Task description:
Nothing but the line holding "# drop a dot on every instance of the adult" and the lines after it, through the end of the records, should be set down, each exactly as it is.

- - - -

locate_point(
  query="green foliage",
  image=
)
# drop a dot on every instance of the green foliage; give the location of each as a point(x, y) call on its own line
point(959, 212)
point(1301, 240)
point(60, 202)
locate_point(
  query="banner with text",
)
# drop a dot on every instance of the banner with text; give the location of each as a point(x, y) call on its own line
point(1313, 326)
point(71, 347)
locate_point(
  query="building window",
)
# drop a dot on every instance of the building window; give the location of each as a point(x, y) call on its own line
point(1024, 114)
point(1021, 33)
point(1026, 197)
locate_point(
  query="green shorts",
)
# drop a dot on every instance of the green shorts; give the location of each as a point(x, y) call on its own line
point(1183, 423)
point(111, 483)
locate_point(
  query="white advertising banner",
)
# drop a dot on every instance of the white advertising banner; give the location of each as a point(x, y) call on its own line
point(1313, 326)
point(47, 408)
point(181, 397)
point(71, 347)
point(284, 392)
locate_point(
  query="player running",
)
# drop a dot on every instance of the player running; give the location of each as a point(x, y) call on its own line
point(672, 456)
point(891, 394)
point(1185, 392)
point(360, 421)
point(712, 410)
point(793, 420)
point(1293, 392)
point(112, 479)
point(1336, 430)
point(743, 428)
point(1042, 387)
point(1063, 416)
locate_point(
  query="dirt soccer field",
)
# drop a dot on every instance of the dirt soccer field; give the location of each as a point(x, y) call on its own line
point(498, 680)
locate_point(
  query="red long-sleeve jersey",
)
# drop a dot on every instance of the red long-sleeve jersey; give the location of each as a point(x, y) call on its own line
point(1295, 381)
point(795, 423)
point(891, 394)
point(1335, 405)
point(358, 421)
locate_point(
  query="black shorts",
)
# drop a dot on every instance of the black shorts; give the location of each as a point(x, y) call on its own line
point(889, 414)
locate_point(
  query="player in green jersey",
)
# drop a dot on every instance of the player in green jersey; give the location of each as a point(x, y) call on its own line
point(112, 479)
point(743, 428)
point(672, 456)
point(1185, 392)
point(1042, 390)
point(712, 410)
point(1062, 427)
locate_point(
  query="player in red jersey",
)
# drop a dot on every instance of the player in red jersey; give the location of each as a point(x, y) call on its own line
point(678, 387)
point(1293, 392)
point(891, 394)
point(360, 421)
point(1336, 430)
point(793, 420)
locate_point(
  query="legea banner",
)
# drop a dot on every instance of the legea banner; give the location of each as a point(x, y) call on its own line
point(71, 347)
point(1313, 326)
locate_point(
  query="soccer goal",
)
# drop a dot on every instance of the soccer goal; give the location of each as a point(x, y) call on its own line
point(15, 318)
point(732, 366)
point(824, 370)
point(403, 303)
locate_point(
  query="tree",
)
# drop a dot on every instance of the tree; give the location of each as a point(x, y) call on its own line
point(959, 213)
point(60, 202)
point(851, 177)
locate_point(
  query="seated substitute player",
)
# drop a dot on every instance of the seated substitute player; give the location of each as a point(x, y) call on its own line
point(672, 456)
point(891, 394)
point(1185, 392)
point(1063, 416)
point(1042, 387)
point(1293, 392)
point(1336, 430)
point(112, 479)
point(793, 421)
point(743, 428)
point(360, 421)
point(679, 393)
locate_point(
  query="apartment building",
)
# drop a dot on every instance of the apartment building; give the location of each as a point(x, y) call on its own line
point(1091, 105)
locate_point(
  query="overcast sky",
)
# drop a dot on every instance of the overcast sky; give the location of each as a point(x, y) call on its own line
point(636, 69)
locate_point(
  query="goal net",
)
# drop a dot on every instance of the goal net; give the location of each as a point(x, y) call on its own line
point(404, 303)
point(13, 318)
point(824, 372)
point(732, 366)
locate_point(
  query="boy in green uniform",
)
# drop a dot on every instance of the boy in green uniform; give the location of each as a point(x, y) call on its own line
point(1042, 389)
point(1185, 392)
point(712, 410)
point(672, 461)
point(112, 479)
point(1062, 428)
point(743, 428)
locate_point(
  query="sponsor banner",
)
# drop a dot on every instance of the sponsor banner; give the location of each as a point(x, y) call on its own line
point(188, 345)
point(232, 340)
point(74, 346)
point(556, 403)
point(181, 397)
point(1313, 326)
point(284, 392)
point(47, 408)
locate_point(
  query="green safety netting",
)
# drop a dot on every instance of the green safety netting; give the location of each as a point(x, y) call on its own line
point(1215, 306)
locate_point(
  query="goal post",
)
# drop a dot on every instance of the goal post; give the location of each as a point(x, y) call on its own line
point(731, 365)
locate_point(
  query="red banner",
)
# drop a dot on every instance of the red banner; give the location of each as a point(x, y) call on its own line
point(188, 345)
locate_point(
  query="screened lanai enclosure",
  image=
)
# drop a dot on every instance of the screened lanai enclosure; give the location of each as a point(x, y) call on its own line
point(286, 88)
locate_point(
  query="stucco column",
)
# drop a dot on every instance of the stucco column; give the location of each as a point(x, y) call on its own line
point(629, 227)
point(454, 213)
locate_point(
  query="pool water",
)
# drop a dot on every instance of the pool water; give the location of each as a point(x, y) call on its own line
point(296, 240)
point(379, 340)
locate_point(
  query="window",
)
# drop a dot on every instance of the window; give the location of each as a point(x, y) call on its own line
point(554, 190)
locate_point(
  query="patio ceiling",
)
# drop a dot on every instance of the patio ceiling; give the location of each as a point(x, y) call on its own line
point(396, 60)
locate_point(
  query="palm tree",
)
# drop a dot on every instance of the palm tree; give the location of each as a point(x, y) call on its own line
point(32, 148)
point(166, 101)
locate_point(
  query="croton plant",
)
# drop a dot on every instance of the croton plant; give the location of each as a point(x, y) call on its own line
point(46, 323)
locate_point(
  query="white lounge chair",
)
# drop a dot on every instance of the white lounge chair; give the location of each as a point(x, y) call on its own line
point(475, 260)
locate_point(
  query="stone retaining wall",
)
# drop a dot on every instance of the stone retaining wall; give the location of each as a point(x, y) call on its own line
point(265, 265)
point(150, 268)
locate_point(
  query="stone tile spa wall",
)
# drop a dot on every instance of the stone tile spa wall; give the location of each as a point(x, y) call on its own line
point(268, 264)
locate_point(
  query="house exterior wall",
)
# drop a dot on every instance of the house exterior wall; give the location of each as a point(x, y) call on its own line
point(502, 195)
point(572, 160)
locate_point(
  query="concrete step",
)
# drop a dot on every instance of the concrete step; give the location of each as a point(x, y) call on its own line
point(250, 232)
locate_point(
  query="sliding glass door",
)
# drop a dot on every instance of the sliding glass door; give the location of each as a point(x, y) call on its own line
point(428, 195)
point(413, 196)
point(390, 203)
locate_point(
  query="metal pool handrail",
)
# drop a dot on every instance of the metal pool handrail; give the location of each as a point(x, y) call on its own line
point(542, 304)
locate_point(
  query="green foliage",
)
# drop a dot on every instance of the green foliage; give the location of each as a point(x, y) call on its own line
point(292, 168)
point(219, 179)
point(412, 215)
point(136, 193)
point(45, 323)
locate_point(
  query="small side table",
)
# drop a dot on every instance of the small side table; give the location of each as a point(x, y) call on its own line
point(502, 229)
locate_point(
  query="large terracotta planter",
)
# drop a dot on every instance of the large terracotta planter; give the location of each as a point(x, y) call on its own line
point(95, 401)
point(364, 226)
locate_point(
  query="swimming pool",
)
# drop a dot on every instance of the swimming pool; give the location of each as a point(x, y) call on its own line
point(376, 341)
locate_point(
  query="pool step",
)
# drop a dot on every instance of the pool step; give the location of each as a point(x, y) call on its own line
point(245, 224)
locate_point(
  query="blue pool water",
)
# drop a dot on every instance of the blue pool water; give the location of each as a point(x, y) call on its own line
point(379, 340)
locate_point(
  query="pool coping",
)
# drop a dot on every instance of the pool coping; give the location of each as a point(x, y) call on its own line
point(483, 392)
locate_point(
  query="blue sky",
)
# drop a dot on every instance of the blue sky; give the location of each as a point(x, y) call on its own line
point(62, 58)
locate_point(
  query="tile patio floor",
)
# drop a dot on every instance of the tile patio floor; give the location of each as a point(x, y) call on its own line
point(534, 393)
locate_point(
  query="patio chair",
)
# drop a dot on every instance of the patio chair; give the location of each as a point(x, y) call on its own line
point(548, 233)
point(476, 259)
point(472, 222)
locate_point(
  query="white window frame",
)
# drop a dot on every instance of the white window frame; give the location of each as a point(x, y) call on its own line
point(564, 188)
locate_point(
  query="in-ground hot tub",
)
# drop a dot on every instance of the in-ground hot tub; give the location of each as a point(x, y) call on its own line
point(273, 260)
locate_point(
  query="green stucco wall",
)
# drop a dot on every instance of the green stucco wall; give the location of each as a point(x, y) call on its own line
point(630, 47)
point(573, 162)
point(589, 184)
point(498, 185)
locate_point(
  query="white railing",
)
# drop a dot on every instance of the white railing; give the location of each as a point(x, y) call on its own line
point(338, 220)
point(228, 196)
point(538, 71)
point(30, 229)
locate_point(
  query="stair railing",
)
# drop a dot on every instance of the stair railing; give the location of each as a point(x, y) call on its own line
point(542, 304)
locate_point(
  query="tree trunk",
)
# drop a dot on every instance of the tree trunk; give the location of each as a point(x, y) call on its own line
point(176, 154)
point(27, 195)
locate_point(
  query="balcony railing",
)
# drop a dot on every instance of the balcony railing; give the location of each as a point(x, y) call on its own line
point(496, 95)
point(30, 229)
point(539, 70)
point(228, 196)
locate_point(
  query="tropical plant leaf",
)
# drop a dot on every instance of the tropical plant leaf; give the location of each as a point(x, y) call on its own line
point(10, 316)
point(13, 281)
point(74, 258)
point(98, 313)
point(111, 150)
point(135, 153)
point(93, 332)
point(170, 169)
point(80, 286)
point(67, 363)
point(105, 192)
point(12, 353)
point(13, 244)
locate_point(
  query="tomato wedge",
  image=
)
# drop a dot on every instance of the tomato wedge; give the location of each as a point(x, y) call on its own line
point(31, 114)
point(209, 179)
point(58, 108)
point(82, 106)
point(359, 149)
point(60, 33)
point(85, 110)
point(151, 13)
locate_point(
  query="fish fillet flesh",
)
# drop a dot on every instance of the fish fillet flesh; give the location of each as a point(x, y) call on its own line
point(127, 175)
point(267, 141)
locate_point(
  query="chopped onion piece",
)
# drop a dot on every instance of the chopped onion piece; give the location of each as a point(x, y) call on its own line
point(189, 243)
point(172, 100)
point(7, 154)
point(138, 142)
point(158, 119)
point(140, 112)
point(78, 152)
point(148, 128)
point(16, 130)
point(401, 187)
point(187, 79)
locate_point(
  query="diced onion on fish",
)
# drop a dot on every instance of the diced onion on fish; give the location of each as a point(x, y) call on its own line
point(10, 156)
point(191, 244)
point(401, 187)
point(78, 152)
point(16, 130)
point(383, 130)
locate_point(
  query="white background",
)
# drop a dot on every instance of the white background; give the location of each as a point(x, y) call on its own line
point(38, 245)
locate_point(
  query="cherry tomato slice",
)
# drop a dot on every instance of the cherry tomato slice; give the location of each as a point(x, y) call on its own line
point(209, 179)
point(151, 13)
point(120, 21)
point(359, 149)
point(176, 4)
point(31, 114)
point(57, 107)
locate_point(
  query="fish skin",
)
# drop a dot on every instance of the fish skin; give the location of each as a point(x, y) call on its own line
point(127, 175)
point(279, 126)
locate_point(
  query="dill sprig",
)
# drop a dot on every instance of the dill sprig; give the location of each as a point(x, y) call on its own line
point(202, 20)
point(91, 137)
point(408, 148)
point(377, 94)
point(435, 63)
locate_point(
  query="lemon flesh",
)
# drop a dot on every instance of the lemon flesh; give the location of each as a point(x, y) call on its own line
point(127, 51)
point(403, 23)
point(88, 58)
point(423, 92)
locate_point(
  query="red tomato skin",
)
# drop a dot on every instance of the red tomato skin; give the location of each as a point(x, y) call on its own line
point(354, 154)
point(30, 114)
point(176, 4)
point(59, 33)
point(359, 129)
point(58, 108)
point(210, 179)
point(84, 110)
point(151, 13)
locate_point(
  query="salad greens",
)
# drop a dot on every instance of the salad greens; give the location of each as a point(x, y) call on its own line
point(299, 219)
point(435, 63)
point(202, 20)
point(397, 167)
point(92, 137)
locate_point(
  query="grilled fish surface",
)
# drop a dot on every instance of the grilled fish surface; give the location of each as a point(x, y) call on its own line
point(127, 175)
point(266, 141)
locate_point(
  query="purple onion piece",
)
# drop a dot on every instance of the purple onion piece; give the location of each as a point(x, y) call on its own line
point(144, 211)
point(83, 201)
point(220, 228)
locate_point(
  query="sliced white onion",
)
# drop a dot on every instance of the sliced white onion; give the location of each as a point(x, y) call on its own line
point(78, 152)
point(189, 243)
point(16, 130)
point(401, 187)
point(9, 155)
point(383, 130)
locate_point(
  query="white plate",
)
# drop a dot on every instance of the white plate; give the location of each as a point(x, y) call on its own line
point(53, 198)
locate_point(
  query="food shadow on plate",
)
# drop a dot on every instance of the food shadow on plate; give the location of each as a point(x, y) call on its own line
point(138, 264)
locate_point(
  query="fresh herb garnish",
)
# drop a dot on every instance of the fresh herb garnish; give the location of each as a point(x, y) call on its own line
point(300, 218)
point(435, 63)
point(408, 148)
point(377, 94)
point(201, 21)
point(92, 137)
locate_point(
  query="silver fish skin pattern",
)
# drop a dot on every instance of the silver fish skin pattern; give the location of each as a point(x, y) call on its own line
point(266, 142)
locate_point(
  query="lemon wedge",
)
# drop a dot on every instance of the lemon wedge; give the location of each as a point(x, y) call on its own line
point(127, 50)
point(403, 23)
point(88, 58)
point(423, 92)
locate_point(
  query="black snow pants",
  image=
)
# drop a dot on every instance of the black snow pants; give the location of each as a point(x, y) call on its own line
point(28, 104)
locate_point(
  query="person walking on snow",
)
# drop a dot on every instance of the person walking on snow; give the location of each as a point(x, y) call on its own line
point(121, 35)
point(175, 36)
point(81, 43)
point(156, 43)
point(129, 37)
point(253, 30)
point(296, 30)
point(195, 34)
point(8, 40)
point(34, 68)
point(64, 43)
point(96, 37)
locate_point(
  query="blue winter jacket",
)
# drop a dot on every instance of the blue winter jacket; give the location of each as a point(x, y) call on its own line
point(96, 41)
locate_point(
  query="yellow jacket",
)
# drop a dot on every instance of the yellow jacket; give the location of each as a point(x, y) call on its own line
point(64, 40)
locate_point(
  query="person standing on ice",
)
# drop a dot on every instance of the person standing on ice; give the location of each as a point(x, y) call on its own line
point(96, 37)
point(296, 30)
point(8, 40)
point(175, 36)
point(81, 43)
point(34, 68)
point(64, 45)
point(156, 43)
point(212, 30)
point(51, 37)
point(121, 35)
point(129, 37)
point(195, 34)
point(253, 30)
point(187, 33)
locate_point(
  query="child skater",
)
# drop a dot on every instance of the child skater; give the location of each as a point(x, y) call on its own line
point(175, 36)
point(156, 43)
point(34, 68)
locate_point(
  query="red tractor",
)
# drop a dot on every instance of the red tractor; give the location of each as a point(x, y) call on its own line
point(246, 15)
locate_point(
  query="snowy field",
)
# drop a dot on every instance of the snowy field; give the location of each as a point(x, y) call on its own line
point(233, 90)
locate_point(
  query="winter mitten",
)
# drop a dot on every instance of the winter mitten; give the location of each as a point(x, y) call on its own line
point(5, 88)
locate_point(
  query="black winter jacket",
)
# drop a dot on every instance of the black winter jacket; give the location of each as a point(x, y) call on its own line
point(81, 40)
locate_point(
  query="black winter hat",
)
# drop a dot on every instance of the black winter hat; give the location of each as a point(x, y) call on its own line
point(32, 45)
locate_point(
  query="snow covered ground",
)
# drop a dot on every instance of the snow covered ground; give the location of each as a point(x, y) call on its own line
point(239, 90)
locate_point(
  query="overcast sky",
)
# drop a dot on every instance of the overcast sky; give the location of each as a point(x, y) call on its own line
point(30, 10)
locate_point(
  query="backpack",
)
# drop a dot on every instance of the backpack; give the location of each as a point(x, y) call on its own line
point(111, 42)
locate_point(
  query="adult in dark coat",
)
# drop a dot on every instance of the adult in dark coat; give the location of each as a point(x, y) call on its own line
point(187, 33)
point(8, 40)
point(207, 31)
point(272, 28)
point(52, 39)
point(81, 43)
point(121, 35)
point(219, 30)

- - - -

Solution:
# drop a dot on every instance of the adult in dark coat; give the location of each as a point(x, y) call on its own line
point(187, 33)
point(8, 40)
point(207, 31)
point(272, 28)
point(52, 39)
point(81, 43)
point(121, 35)
point(219, 30)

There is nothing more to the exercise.